Selected passage
Leaders Call for Nutrition Research ‘Moonshot’

Leading nutrition and food policy experts outlined a bold case for strengthening federal nutrition research in a live interactive session as part of Nutrition 2020 Live Online, a virtual conference hosted by the American Society for Nutrition.

Panelists included former US Senator Tom Harkin, former US Secretary of Agriculture Dan Glickman, and former Commissioner of the FDA David Kessler, along with a host of top nutrition researchers. The experts together offered a frank accounting of the dire state of Americans’ health—even before the COVID-19 pandemic—and a vision for advancing nutrition science and policy.

“The time has come for a national ‘moonshot’ on nutrition research,” says Dariush Mozaffarian, MD, DrPH, dean of the Friedman School of Nutrition Science and Policy at Tufts University and chair of the session. “A strengthening of federal nutrition research has significant potential to generate new discoveries to improve and sustain the health of all Americans, reduce health care costs, improve health disparities, create new businesses and jobs, reinvigorate farms and rural communities, strengthen military readiness, and optimize use of our natural resources.”

Even without COVID-19, about 40,000 Americans die each month from diseases related to poor diets and tens of millions are food insecure. More Americans are sick than healthy: One-half of US adults have diabetes or prediabetes, and nearly 3 in 4 are overweight or obese. Almost three-quarters of young Americans cannot qualify for military service, with obesity being the leading medical disqualifier.

Records supplied
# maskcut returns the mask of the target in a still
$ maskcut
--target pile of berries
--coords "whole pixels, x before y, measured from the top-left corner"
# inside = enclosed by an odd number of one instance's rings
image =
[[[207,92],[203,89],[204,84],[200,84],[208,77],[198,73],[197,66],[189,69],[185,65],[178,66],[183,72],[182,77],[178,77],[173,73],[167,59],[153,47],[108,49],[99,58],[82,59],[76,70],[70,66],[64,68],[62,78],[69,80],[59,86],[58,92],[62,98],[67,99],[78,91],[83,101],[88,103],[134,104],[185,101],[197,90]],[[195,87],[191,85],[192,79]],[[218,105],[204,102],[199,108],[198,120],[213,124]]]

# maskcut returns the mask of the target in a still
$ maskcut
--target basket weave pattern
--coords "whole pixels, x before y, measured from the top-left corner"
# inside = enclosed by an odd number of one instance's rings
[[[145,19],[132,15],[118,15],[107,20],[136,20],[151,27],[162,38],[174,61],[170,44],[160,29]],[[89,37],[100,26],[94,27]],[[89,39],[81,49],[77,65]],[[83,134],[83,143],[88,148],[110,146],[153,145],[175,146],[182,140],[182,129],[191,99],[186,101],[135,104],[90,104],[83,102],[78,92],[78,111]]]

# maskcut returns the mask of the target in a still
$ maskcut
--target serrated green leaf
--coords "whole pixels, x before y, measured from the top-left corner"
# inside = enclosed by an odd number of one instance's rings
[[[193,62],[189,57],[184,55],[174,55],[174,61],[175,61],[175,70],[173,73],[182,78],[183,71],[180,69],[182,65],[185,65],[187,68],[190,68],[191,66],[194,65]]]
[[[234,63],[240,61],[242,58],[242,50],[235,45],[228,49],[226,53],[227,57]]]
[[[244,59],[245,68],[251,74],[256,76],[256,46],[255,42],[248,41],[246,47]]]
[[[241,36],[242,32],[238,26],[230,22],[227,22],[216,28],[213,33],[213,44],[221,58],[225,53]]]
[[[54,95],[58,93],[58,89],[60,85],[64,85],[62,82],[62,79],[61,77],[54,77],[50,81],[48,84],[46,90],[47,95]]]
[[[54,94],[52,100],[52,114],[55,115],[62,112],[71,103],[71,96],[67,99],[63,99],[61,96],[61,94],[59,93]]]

What to do
1. Say whether each statement below agrees with the nutrition research article. For each, answer yes or no and quote the deciding words of the article. (a) The session was held as part of a virtual conference hosted by the American Society for Nutrition. (b) Dariush Mozaffarian chaired the session. (c) Diabetes is the leading medical disqualifier for military service among young Americans.
2. Turn the paragraph of the nutrition research article that begins "Even without COVID-19" into a short bulleted list that keeps its main facts.
3. Take the nutrition research article further, continuing from its last paragraph in the same style.

Task answers
1.
(a) Yes: "a virtual conference hosted by the American Society for Nutrition."
(b) Yes: "chair of the session."
(c) No: "with obesity being the leading medical disqualifier."

2.
- About 40,000 Americans die each month from diseases related to poor diets, even without COVID-19.
- Tens of millions of Americans are food insecure.
- More Americans are sick than healthy.
- One-half of US adults have diabetes or prediabetes.
- Nearly 3 in 4 US adults are overweight or obese.
- Almost three-quarters of young Americans cannot qualify for military service, and obesity is the leading medical disqualifier.

3.
“COVID-19 pulled back the curtain on so many food and nutrition issues,” Mozaffarian says. “Food is the No. 1 cause of poor health in America, with hundreds of billions of dollars spent each year on preventable, diet-related illnesses.”

The session draws on a forthcoming white paper, to be published in The American Journal of Clinical Nutrition, that reviews the current state of nutrition research and identifies strategies to bolster and coordinate food and nutrition research and policy at the National Institutes of Health and across all federal bodies. The paper outlines two priorities: a new authority for robust cross-governmental coordination of nutrition research and strengthened authority and investment for nutrition research within the National Institutes of Health.

“We hope this session, and the forthcoming white paper, will spark a broad national conversation around the critical importance of national nutrition research and the very real opportunities before us,” Mozaffarian says. “We don’t have time to wait.”